▸ **Exercise description**: Find every line below where the string "silver" shows up, and copy those lines.

Top of Records supplied

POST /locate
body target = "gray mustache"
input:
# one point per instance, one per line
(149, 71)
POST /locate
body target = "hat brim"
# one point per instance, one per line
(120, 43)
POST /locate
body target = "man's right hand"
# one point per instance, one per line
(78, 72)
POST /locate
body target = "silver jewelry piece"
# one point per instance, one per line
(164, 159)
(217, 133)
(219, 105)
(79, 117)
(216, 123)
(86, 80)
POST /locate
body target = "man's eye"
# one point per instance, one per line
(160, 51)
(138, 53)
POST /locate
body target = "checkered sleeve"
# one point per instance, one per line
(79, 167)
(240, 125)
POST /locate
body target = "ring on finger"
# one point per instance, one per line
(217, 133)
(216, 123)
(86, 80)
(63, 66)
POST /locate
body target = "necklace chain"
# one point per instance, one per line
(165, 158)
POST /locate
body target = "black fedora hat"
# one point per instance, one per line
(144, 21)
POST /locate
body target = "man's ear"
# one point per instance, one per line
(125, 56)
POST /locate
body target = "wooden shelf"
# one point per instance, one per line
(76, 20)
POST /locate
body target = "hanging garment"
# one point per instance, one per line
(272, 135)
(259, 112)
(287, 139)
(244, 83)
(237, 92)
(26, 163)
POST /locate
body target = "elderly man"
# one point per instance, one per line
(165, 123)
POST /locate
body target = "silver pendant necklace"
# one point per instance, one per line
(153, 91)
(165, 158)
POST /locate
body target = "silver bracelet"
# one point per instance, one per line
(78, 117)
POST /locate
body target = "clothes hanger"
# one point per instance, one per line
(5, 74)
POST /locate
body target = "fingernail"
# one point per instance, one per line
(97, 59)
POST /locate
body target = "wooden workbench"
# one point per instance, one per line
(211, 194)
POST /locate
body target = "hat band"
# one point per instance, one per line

Bottom of Records supplied

▸ **Output for this task**:
body target = "silver jewelry piece"
body target = "silver pendant necklace"
body target = "silver bracelet"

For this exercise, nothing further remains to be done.